Schreib den Text über das Lied „Herr Oluf“ unten vollständig und Wort für Wort ab.

TEXTAUSZUG
"""


    „Herr Oluf“ ist in mehrfacher Hinsicht interessant:

    Textlich liegt das Gedicht „Erlkönigs Tochter“ von Herder zugrunde. Es handelt sich um ein dänisches Lied, das Herder übersetzte und das als Volkslied von Brentano/Arnim in „Des Knaben Wunderhorn“ aufgenommen wurde (siehe dazu: https://www.lieder-archiv.de/erlkoenigs_toc…att_500250.html, dort auch der Text; im Dänischen: „Elfenkönig“, es wird zumeist eine Falschübersetzung angenommen). Diesen Stoff aus Herders Gedicht verarbeitete Goethe in seinem bekannten „Erlkönig“ weiter. Der Vergleich von „Erlkönigs Tochter“ mit „Erlkönig“ ist klassischer Schulstoff.
    Musikalisch wirkt das Lied auf mich einfach gestaltet, aber sehr wirkungsvoll.

    Die Webseite „Der Kammermusikführer“ spricht von Archaik und Bedrohlichkeit: (https://www.kammermusikfuehrer.de/werke/1103:( „Der spezifische Balladenton, wie er sich in der schmucklosen Archaik und düsteren Bedrohlichkeit dieses Erstlingswerks widerspiegelt, bestimmt auch Loewes Auffassung des Erlkönig, die sich von Schuberts Vertonung in charakteristischer Weise, besonders in der Darstellung der Geisterstimme unterscheidet. Herr Oluf ist ein weiteres Musterbeispiel für diese Form musikalischer Schauerromantik.“

    Interpretatorisch ist die Grundentscheidung zu treffen, ob es sich beim Helden um eine depressig-traurige, selbstmörderische Figur oder um ein Opfer dunkler Mächte handelt.

"""

ANGEZEIGTE DATEN
"""

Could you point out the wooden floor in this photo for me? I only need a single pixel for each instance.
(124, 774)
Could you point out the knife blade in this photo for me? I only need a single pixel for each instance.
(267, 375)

"""

LÖSUNG

    „Herr Oluf“ ist in mehrfacher Hinsicht interessant:

    Textlich liegt das Gedicht „Erlkönigs Tochter“ von Herder zugrunde. Es handelt sich um ein dänisches Lied, das Herder übersetzte und das als Volkslied von Brentano/Arnim in „Des Knaben Wunderhorn“ aufgenommen wurde (siehe dazu: https://www.lieder-archiv.de/erlkoenigs_toc…att_500250.html, dort auch der Text; im Dänischen: „Elfenkönig“, es wird zumeist eine Falschübersetzung angenommen). Diesen Stoff aus Herders Gedicht verarbeitete Goethe in seinem bekannten „Erlkönig“ weiter. Der Vergleich von „Erlkönigs Tochter“ mit „Erlkönig“ ist klassischer Schulstoff.
    Musikalisch wirkt das Lied auf mich einfach gestaltet, aber sehr wirkungsvoll.

    Die Webseite „Der Kammermusikführer“ spricht von Archaik und Bedrohlichkeit: (https://www.kammermusikfuehrer.de/werke/1103:( „Der spezifische Balladenton, wie er sich in der schmucklosen Archaik und düsteren Bedrohlichkeit dieses Erstlingswerks widerspiegelt, bestimmt auch Loewes Auffassung des Erlkönig, die sich von Schuberts Vertonung in charakteristischer Weise, besonders in der Darstellung der Geisterstimme unterscheidet. Herr Oluf ist ein weiteres Musterbeispiel für diese Form musikalischer Schauerromantik.“

    Interpretatorisch ist die Grundentscheidung zu treffen, ob es sich beim Helden um eine depressig-traurige, selbstmörderische Figur oder um ein Opfer dunkler Mächte handelt.